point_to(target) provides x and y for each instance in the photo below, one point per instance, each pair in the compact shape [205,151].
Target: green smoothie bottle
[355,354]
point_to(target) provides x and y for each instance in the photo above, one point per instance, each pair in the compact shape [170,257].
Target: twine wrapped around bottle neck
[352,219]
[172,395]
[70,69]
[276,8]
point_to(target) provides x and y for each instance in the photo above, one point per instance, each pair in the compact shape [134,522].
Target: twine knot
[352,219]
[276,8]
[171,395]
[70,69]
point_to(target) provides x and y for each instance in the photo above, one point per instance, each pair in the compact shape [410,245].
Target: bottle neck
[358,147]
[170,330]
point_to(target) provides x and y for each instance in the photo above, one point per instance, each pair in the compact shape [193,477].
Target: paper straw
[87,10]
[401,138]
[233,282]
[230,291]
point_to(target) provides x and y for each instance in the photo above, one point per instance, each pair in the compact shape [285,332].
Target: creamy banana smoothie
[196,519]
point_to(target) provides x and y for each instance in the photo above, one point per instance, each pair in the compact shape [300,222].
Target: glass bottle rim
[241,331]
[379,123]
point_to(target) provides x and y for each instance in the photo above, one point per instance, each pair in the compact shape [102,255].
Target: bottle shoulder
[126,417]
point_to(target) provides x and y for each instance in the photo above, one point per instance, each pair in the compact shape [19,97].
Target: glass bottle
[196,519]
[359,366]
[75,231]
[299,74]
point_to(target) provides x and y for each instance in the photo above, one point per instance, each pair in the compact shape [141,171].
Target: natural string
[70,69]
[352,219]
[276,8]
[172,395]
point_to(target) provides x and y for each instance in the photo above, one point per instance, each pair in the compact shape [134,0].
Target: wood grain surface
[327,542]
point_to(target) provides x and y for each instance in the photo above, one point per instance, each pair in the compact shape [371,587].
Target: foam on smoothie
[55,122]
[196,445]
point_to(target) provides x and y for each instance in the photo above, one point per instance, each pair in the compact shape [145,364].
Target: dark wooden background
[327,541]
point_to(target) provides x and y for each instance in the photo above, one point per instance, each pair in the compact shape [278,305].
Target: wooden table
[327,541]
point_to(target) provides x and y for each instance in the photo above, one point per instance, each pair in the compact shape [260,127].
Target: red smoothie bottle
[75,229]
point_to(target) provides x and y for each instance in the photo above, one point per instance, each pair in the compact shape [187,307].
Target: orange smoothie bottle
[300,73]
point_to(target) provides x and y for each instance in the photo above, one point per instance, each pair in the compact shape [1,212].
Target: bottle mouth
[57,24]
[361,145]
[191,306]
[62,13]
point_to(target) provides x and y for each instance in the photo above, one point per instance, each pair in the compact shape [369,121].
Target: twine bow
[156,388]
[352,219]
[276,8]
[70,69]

•••

→ WHAT THE TASK REQUIRES: Repeat every line from the one containing "compact shape [371,587]." through the last line of the items, requests included, and multiply each x and y coordinate in the answer points by 0.7, rounding to whole numbers with halves rounded up. Leave the requests and their sample pairs unchanged.

→ FULL OUTPUT:
point_to(target) provides x and y for each instance in the photo above, one point per instance, each pair in the compact shape [371,587].
Target: foam on smoothie
[39,85]
[137,312]
point_to(target) provides x and y for each instance in the photo above, one point per instance, each pair in the compact shape [145,364].
Target: dark wooden background
[229,379]
point_to(target) provides x and y for each instance in the photo above, one point per instance, each pair in the compact shape [278,305].
Target: wooden table
[229,379]
point_to(target) provides x and y for each instance in the photo above, one point per instance, each pair in the compact shape [260,127].
Target: red smoothie bottle
[53,160]
point_to(target) provides x and y for each instance in the photo above, one point per instance, each pair in the compact shape [187,307].
Target: orange smoothie bottle
[210,51]
point_to(target) provides x and y for each instance in the photo above, one point per instance, each pair in the compact shape [1,212].
Target: bottle mouth
[40,17]
[253,102]
[134,214]
[43,9]
point_to(target) provides x and y for each instance in the photo above, one point per instance, each pair in the compact shape [369,121].
Target: twine bow
[109,272]
[246,153]
[193,6]
[49,48]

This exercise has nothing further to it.